* begin SOURCE DOCUMENT *

A typical rural roadside in northeast Iowa.

Note:  A preview from my upcoming autobiography, Life’s Too Short to Smoke Cheap Cigars (Or to Drink Cheap Whiskey.)

Along the Road

Back in the day…

One man’s ditch might be a nine-year old boy’s treasure.

Ditches in farm country provide havens for wildlife as well as a safe spot for native plants to grow.  As a young boy, I spent many a summer day wandering through these roadside wonderlands.

Everyone should be nine at least once, and able to lay at grasshopper’s eye height in the weeds of a ditch without fear of embarrassment.  The wonders of life among the grass blades and weed stems is amazing, and it’s best appreciated at mouse height.

* end SOURCE DOCUMENT *

_STATED GOAL_: Copy out the Iowa roadside ditches passage word for word, everything from "Along the Road" down to "these roadside wonderlands.".

* begin GIVEN ENTRIES *

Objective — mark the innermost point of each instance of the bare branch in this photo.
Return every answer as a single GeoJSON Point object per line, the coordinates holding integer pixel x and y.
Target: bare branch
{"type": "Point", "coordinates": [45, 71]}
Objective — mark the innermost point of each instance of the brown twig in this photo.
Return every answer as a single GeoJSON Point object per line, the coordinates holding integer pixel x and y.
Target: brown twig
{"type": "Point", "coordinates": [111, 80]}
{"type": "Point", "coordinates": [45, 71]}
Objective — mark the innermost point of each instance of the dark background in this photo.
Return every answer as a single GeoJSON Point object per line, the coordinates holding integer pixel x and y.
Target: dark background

* end GIVEN ENTRIES *

_TASK ANSWER_:
Along the Road

Back in the day…

One man’s ditch might be a nine-year old boy’s treasure.

Ditches in farm country provide havens for wildlife as well as a safe spot for native plants to grow.  As a young boy, I spent many a summer day wandering through these roadside wonderlands.